• Material shown:
§ §
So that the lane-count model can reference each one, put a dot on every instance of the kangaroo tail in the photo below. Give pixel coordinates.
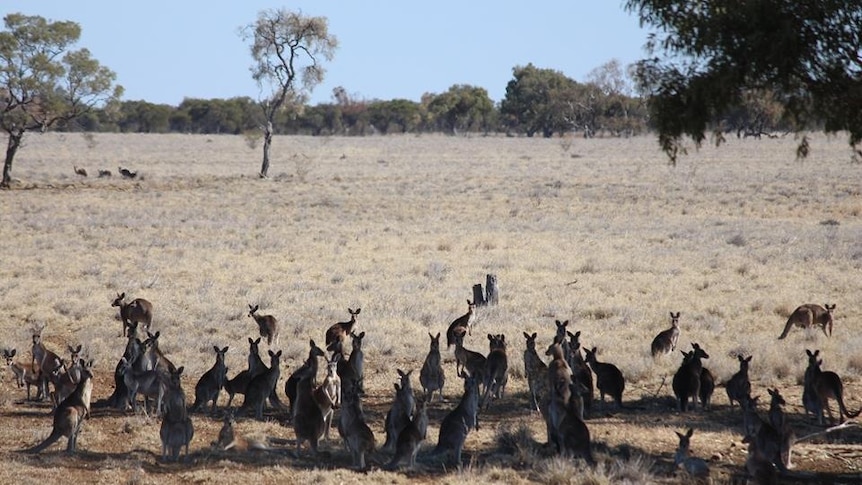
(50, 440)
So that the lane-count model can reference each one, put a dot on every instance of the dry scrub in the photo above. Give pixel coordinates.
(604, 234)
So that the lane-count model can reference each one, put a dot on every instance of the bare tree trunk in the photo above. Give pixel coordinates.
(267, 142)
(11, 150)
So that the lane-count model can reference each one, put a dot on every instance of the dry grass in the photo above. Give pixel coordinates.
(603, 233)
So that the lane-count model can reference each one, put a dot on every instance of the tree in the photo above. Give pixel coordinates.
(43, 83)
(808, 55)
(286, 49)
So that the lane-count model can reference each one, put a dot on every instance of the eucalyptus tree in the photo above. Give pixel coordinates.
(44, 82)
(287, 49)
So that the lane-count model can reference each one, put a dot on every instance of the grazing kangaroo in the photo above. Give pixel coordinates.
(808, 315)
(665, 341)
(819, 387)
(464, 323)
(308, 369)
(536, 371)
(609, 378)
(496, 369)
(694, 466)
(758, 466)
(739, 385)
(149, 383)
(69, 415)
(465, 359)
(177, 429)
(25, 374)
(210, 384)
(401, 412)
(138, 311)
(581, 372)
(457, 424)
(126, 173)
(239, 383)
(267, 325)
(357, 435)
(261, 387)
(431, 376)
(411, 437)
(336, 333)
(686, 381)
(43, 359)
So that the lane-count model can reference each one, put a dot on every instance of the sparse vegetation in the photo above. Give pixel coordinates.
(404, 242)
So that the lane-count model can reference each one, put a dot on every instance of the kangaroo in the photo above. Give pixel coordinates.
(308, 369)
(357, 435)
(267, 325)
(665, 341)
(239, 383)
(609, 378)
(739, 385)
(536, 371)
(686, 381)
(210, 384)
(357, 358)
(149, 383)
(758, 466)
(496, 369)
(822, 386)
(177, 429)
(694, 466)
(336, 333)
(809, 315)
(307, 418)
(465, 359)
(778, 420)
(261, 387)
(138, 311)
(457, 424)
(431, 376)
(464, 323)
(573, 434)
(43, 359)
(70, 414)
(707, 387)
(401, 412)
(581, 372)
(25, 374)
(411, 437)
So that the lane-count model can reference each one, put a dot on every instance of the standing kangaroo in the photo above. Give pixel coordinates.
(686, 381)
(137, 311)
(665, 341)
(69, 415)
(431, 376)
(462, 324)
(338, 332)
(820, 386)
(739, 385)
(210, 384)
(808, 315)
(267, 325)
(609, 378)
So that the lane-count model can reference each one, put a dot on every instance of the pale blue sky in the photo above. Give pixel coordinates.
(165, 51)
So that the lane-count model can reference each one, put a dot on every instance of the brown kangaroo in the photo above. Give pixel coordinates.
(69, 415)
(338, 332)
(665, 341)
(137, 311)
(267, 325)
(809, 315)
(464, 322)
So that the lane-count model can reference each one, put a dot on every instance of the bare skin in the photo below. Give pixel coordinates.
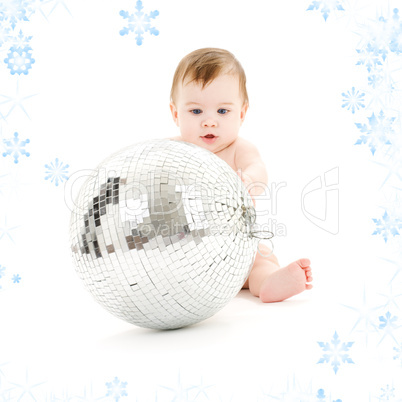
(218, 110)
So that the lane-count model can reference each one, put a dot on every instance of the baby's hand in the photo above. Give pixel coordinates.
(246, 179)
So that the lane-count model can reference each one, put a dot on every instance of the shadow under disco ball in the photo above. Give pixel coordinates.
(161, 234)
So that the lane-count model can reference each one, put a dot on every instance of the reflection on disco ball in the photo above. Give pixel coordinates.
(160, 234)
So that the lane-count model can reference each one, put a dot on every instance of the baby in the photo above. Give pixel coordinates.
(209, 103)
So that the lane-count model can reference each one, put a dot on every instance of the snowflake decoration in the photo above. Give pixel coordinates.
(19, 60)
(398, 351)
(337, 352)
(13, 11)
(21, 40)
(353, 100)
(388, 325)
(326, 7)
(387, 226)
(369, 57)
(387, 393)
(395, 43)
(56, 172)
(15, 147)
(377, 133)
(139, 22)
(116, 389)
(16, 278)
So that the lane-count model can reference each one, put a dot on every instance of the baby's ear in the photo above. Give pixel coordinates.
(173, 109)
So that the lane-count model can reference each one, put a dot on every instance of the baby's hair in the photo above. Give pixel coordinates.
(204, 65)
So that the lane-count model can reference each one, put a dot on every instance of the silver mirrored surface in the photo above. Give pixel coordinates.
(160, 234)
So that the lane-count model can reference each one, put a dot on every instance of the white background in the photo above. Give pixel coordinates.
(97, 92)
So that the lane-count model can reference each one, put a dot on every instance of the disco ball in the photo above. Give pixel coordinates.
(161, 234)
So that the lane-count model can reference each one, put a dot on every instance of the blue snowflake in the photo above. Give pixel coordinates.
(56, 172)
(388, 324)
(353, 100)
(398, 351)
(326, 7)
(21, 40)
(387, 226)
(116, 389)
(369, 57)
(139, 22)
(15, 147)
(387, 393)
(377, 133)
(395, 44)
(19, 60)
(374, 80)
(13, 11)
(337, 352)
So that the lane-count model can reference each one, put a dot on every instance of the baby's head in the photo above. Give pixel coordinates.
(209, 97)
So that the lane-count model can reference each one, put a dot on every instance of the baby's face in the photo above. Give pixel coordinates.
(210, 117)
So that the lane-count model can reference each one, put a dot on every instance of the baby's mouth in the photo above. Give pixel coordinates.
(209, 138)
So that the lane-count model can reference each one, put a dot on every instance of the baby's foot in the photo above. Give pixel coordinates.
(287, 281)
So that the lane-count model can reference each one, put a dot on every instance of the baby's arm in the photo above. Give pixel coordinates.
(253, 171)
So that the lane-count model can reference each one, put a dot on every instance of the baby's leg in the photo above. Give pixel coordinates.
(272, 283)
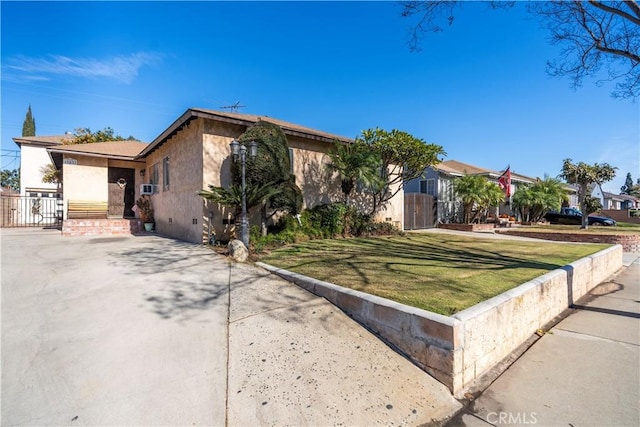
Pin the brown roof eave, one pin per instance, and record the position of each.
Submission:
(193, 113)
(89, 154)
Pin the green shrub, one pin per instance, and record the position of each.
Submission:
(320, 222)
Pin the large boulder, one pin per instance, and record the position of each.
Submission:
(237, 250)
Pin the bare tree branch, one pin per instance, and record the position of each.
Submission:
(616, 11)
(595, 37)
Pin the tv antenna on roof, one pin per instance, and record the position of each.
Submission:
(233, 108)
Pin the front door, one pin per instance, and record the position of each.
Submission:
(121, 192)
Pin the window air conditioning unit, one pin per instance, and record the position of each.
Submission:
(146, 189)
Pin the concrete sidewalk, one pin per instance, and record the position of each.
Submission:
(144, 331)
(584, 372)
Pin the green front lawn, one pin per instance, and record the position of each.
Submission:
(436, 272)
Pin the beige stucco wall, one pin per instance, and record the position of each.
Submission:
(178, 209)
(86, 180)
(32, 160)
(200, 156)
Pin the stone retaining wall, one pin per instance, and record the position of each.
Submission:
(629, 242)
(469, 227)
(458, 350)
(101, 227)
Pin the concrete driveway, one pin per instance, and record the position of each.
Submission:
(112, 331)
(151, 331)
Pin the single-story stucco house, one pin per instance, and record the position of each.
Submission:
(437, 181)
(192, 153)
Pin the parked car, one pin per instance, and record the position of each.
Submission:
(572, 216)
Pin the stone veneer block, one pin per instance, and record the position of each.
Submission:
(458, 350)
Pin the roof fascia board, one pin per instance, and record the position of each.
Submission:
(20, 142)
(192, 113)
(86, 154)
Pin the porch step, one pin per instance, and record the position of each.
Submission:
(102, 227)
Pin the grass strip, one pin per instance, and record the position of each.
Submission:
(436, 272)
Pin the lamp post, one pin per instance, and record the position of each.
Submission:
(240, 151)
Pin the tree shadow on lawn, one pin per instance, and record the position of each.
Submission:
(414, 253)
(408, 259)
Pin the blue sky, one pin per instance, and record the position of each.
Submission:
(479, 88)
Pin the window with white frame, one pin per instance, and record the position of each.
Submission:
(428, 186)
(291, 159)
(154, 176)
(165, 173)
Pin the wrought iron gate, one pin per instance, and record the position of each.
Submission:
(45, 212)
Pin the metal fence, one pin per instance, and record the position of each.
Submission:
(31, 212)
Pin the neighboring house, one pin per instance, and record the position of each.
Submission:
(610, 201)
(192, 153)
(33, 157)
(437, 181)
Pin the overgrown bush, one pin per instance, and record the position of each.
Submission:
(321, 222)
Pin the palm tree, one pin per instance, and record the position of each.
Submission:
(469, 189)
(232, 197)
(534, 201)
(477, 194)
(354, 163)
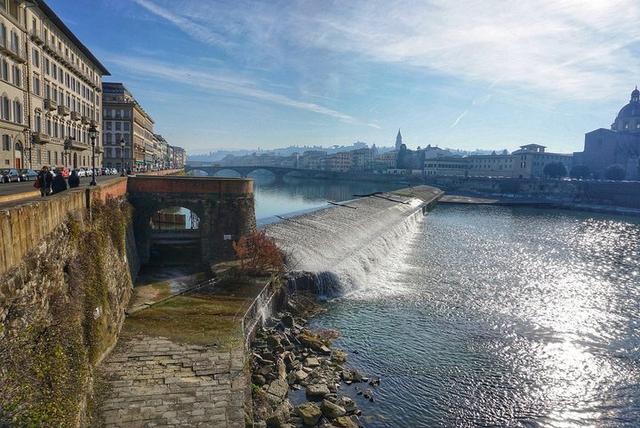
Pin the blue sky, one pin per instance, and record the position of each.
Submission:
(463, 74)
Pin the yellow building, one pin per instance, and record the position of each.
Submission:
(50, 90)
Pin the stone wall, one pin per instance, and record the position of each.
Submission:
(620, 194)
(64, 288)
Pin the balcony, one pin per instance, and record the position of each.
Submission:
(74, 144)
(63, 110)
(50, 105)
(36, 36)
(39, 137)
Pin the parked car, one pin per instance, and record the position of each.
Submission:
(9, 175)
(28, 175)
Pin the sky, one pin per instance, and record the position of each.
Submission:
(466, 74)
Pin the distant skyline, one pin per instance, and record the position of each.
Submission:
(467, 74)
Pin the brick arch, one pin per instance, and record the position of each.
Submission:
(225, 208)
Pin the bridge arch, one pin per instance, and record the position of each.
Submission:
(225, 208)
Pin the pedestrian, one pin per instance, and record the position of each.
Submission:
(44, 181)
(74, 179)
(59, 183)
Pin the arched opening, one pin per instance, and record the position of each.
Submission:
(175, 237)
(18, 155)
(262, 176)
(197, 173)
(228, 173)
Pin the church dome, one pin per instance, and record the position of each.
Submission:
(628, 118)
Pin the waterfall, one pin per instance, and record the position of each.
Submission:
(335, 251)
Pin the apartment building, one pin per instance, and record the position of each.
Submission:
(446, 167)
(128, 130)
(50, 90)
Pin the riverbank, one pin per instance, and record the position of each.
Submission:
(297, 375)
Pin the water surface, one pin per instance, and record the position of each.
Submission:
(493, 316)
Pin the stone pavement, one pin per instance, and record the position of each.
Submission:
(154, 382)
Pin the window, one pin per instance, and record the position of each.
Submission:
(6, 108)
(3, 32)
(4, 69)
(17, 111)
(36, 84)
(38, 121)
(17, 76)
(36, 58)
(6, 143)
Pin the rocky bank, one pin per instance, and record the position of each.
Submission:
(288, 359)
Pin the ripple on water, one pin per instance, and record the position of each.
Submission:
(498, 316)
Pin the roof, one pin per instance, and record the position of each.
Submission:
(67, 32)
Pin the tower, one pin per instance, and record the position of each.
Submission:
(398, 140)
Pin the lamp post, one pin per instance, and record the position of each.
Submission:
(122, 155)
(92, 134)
§ §
Take the line with "Pin the sky, one" and all lines after it to the last line, and reproduce them exactly.

• Solution to this exercise:
Pin the sky, one pin per instance, and record the position of each.
Submission:
(466, 74)
Pin the distant skyline, one pin per instance, and record the position of each.
Submission:
(467, 74)
Pin the brick arch, one pin per instance, and record the position of each.
Submission:
(225, 208)
Pin the bridge arch, one pin per instance, and record the position of each.
Submission:
(225, 208)
Pin the pedestrian, one pin per instance, and record the position of each.
Submission:
(44, 181)
(74, 179)
(59, 183)
Pin the arched opening, one pin per instance, and record the position of each.
Submission:
(175, 237)
(18, 155)
(262, 176)
(197, 173)
(228, 173)
Pin the church dome, one pin per instance, and record the position of each.
Submission:
(628, 118)
Pin the waterfall, one pin per instance, and record the position of each.
Submission:
(335, 251)
Pin the apartment building, one pin per instance, and record the position of each.
Submission:
(446, 167)
(128, 130)
(50, 90)
Pin the riverbank, one pin per instance, and record the position of each.
Submission:
(297, 375)
Pin the water surface, one pin per instance, and record the position of each.
Submission:
(493, 316)
Pin the stone pavement, one pin per instance, and record the position of each.
Submission:
(154, 382)
Pin the window, one pin per instance, and record the position of each.
Submission:
(6, 108)
(3, 32)
(4, 69)
(17, 111)
(36, 84)
(38, 121)
(17, 76)
(36, 58)
(6, 143)
Pin the rocky bank, one pin per instance, and record the position of each.
Submission:
(288, 359)
Pin the ripple on water, one pin per instance, and record the position of each.
Submission:
(498, 316)
Pin the roof, one pin per instance, and record the position of each.
Submission:
(67, 32)
Pin the tower, one pin per instance, and record the position of each.
Submission:
(398, 140)
Pin the lamp post, one pin per instance, and record the position of each.
Submission:
(122, 155)
(92, 134)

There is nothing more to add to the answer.